Work to be completed :: Reproduce the material from the line containing "find the man's face" through the end of the material, requests included, and adjust every coordinate in the answers by -128. Leave the pictures out of your reply.

Collected data entries ::
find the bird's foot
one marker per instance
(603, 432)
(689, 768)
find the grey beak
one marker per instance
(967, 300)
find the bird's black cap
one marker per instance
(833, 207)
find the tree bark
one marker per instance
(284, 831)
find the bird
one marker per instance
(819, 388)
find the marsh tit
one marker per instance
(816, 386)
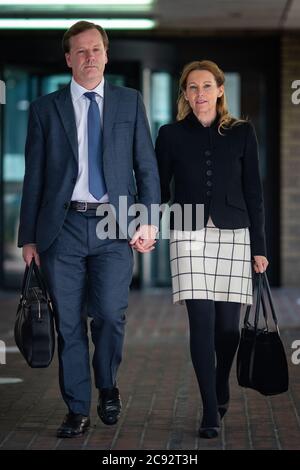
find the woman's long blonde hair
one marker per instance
(183, 106)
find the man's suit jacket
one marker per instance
(51, 156)
(219, 171)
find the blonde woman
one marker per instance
(213, 159)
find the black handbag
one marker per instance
(34, 325)
(261, 359)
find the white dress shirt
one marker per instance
(81, 105)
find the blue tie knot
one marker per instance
(91, 95)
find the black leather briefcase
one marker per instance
(34, 326)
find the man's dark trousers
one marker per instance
(80, 267)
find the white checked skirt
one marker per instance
(212, 264)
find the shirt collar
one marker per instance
(77, 90)
(192, 118)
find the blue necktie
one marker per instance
(97, 185)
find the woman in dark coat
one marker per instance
(213, 159)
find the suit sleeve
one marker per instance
(164, 164)
(33, 179)
(253, 192)
(144, 161)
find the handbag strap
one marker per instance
(259, 301)
(270, 298)
(248, 310)
(26, 280)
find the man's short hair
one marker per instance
(78, 28)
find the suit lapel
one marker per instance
(110, 107)
(65, 109)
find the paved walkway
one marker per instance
(161, 405)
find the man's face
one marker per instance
(87, 58)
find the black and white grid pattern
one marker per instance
(211, 264)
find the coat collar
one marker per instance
(192, 119)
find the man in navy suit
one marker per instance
(87, 145)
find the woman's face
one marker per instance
(202, 91)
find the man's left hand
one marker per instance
(144, 240)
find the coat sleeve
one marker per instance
(145, 164)
(253, 193)
(33, 179)
(162, 149)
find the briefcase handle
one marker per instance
(27, 278)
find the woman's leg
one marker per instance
(202, 326)
(227, 337)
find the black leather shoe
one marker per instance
(74, 425)
(109, 405)
(209, 433)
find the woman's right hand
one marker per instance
(260, 264)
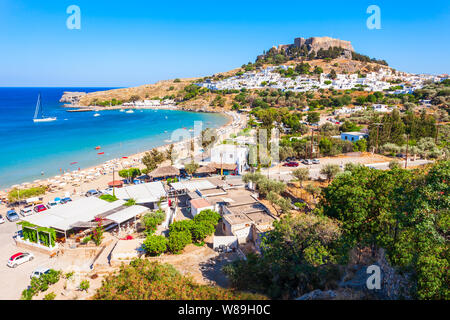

Right answer ::
find the man's face
one marker per instance
(-41, -70)
find the black and white grid pattern
one marker per instance
(83, 136)
find the coat collar
one marker per instance
(64, -9)
find the man in navy suit
one marker per instance
(-41, 17)
find the woman's face
one marker per instance
(74, -37)
find the man's left hand
one marker per instance
(16, 112)
find the coat sleeve
one marker per instance
(17, 36)
(125, 65)
(-95, 51)
(34, 21)
find the briefcase handle
one marker per instance
(-101, 150)
find the woman's leg
one marker per instance
(74, 198)
(99, 209)
find the black leather shoe
one marker per instance
(-54, 297)
(-19, 277)
(81, 305)
find the woman's right hand
one marker per instance
(132, 136)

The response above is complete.